Extrait:
En face du gouvernement (quel qu’il soit) et du patronat uni, les centrales syndicales devront bien finir par s’unir au sein d’un Conseil national du salariat, qui, coordonnant les revendications et les luttes syndicales, représentera effectivement l’ensemble du monde du travail et pourra parler en son nom. Les délégués de ce Conseil des salariés pourraient alors entrer en contact avec les partis politiques et leur préciser la pensée et la volonté ouvrières. N’est-ce pas, du reste, ce qu’attendent du syndicalisme les partis politiques se réclamant de la classe ouvrière ?

Toutes les grandes centrales syndicales sont d’accord pour condamner le capitalisme, incapable de résoudre les problèmes nouveaux que posent les techniques modernes. Toutes condamnent l’économie du profit.

Il ne leur faut plus que concevoir et définir clairement la transformation des structures. Mais il faut bien comprendre qu’il n’y a pas de capitalisme « populaire ». Aucune solution humaine et de bon sens aux problèmes économiques et sociaux n’est possible tant que nous resterons en économie marchande, sous la dictature d’un système financier et monétaire inadaptable au pouvoir de produire et qui nous empêche de consommer ce que nous sommes capables de produire, tant que nous resterons dans les structures économiques qui impliquent le profit. La première réforme à réaliser sera la socialisation de l’émission monétaire et du crédit, actuellement privilège des banques toutes-puissantes.

L’économie capitaliste est une économie de lutte entre ceux qui vivent du profit et ceux qui vivent du salaire : les intérêts s’opposent inéluctablement.

Le moyen le plus courant utilisé pour réduire le pouvoir d’achat des masse populaires est la hausse des prix, improprement appelée « inflation » afin de jeter la confusion dans l’esprit de ce « bon public » et servir une politique antiouvrière. Or, l’inflation, c’est l’excès de monnaie par rapport à la production offerte à la consommation. C’est donc prétendre que les consommateurs ont trop d’argent, que les travailleurs sont trop payés et qu’il faut, pour remédier a « l’inflation », s’opposer a la hausse des salaires. En réalité, la hausse des prix, nous la devons à la fois à l’avidité des monopoles capitalistes protégés par les gouvernants et aux augmentations constantes des taxes, des impôts et prélèvements de toutes sortes que le gouvernement multiplie.

Données:
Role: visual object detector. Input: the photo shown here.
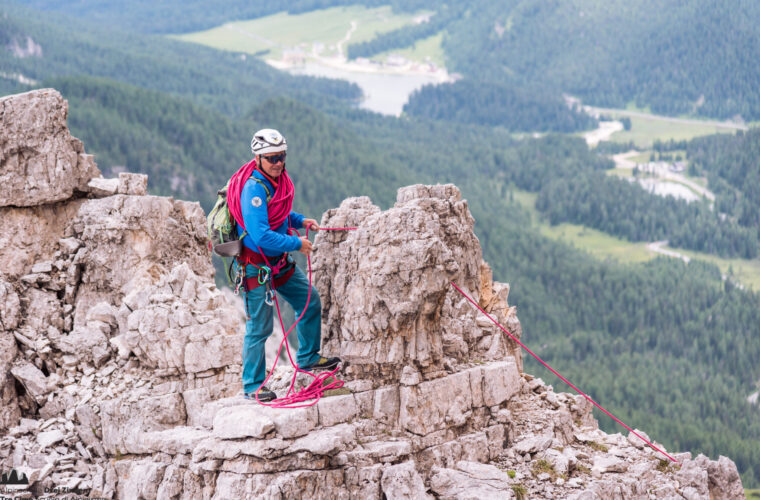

Travail à faire:
(a) D'après l'extrait, quelle sera la première réforme à réaliser ?
(b) Relevez, dans l'ordre, tous les mots ou groupes de mots que l'extrait place entre guillemets.
(c) Rédigez la suite de l'extrait consacré au syndicalisme et à l'économie du profit, à partir de sa dernière phrase.

Corrigé:
(a) La socialisation de l'émission monétaire et du crédit, actuellement privilège des banques toutes-puissantes.

(b) « populaire », « inflation », « bon public », « l'inflation »

(c)
L’Economie capitaliste repose sur le profit. Mais les progrès techniques apportent l’abondance des produits ; or, l’abondance tue le profit. L’abondance est donc l’ennemi du système actuel et tous les moyens sont bons pour l’interdire afin de maintenir le profit : on freine la production pour augmenter les cours, on concentre les moyens de production en monopoles afin d’empêcher la concurrence, on multiplie sans cesse les fabrications de guerre, provoquant ainsi une hausse des prix des produits consommables. On aboutit ainsi à un inimaginable gaspillage des forces humaines et à une accumulation gigantesque de produits de mort, état de choses dont l’aboutissement ne peut être que la guerre.

Est-il permis de ne pas encore admettre que puisque le produit perd sa valeur dès qu’il est abondant, ce n’est plus lui qu’il faut maintenant payer, mais l’homme ? L’objectif du syndicalisme, c’est de réaliser une société d’abondance juste et fraternelle permettant la satisfaction des besoins matériels et l’épanouissement intellectuel et moral de l’homme.

En économie distributive, l’activité humaine n’aura plus pour seul objectif le profit individuel, mais la satisfaction des besoins matériels et culturels de tous : on produira en abondance pour distribuer. Par un revenu social, qui croîtra en même temps que la production nationale, le niveau de civilisation de tous s’élèvera constamment, apportant l’épanouissement de la personne humaine dans la sécurité, la joie de vivre et la paix.

Par la grève du 13 décembre, les travailleurs se sont dressés contre l’injustice et l’égoïsme et se sont engagés sur le chemin de la lutte « pour que ça change ».

(Extrait du « Livre Bordelais », février 1968).